When you’re trying to figure out how to choose cookware, it’s easy to get confused and overwhelmed with the mind-boggling number of options out there. There are lots of good choices, but are they right for you? Should it really be this hard to find the right cookware?
I’m here to make it really simple for you.
Remember, it all starts with YOU.
1. Your Budget.
The golden rule of buying cookware: whatever your price limit, buy the best cookware set you can afford.
When it comes to purchasing cookware, it’s more like an investment, because chances are, it will stay with you for several years and in some cases for life, handed down to the next generation.
2. The Material
After price, this is THE most important factor to consider when buying cookware. Two main things to look for:
- You want cookware constructed of a material that is an excellent conductor of heat so you get even heat and there are no hot spots in your pans.
- The material should not react with food.
Here’s a summary of the different materials, their pro’s and cons.
Stainless steel with Aluminum Core like the Cuisinart Multiclad Pro; or Stainless Steel with Copper Core, like the All Clad set. Having a core means having an aluminum or copper disc at the bottom, sandwiched between layers of stainless steel.Good choices for the home cook:
If your budget allows, look for Stainless Steel cookware with aluminum or copper cladding all the way up the sides. Keep in mind that cookware with copper will always be more expensive than aluminum.
Hard Anodized Aluminum with a nonstick coating is another good choice, like the Rachael Ray Hard Anodized Nonstick set.
3. Your Cooking Personality
Everyone has a cooking personality. Everyone! And it plays a part in your choice of cookware. So it’s time to figure out yours. Are you a gourmet chef at home or someone who just likes to slap things together and convince your family that it’s a meal?
In a simple world, everyone falls within a wide spectrum of people who:
- Cook because they love to
- Cook because they have to
You are probably somewhere between these two extremes, with shades of both in your cooking personality.
If you cook because you love to, you will most likely:
- Be willing to pay for quality cookware that is likely to last a lifetime
- Choose cookware that looks as good as it performs. Looks do matter because you are very likely to display them in the kitchen.
- Not mind spending time and effort maintaining your cookware. After all, it’s a lifetime investment.
- Make sure that food tastes authentic and there is no possibility of metal leeching into your food.
Your choice of cookware: Stainless Steel with Aluminum or Copper cladding, Copper cookware and Cast Iron. You might want to invest in an All Clad set that will pretty much last you a lifetime. Another great choice is Lodge Cast Iron cookware. We are big fans of Lodge and you can read our review here.
If you cook because you have to, your thoughts might be something like these:
- Cookware should be low hassle, easy to maintain and clean. Dishwasher safe preferred.
- Convenience is very important.
- Decent quality but within a budget. I have other things I’d rather spend on.
- I don’t really care to display my cookware so if it shows some signs of wear, so be it.
Your choice of cookware: Stainless steel with Aluminum core like Cuisinart Multiclad Pro or Hard Anodized Non Stick Aluminum like Rachael Ray for convenience and ease of cleaning. The Rachael Ray set now comes in a dishwasher friendly version which is great news.

---

▶ **PROBLEMS TO SOLVE**
**A)** Do these statements agree with the cookware buying guide? Answer each with yes or no and quote the words of the guide that decide it.
(i) Cookware with copper always costs more than cookware with aluminum.
(ii) The guide ranks material as more important than price.
(iii) The Rachael Ray set is now offered in a dishwasher friendly version.
**B)** Using the cookware buying guide, answer each short question on its own line.
(i) What is the golden rule of buying cookware?
(ii) What two things should the cookware material do, according to the guide?
(iii) Which cast iron cookware does the guide recommend for people who cook because they love to?
**C)** Can you write the next part of the cookware buying guide, picking up after its final sentence?

---

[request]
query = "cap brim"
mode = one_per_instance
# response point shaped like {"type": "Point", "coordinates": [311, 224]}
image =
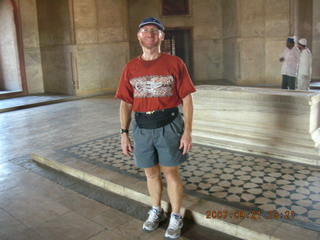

---

▶ **RESULTS FOR EACH TASK**
**A)**
(i) Yes: "cookware with copper will always be more expensive than aluminum."
(ii) No: "After price, this is THE most important factor to consider when buying cookware."
(iii) Yes: "The Rachael Ray set now comes in a dishwasher friendly version"

**B)**
(i) Whatever your price limit, buy the best cookware set you can afford.
(ii) It should be an excellent conductor of heat, so you get even heat with no hot spots, and it should not react with food.
(iii) Lodge Cast Iron cookware.

**C)**
4. Your Type of Cooking
Yes, your type of cooking does matter when it comes to finding your best cookware set.
For example, if you do a lot of searing and deglazing, then stainless steel might be right for you. If you do lots of stir frying, then cast iron might be right for you. For boiling, a basic stainless steel stock pot would do.
There is no perfect pan. But you can shortlist what would work best for you based on cooking needs.
5. How many pieces you need.
This depends on the number of people you cook for as well as your cookware personality.
So if you cook for a small family and are a ‘have to cook’ person, then these are the basic must haves for your kitchen: a 8” or 10” nonstick skillet, a 10” or 12” skillet with lid, a stock pot with a lid, a sauté pan with lid and a saucepan with lid. Look for a 8-10 piece set or pick up individual pieces from open stock.
If you are a ‘love to cook’ personality, then you will need several more pieces , like extra saucepans, a larger stock pot and possibly a cast iron skillet for your nonstick needs. Look for a 14 or 17 sized set. Or of course pick up individual pieces.
6. Your Type of Stove
Cookware of any material is fine for gas, glass and ceramic cooktops. The main thing you have to watch out for with glass and ceramic cooktops is that the cookware is completely flat so make sure it’s a heavy guage material.
If you have an induction cooktop, you can only use cookware that is magnetic since induction cooking uses the transfer of magnetic energy. Therefore you cannot use regular Aluminum, Stainless Steel, Glass, Pyrex or Ceramic.
Your choices include Cast Iron, Magnetic Stainless Steel and some brands of aluminum cookware which are specially adapted to induction cooktops. If you are not sure if a cookware is induction compatible, try sticking a magnet to the base of the pot. If it sticks, it probably is.
Check out this selection of different induction compatible cookware.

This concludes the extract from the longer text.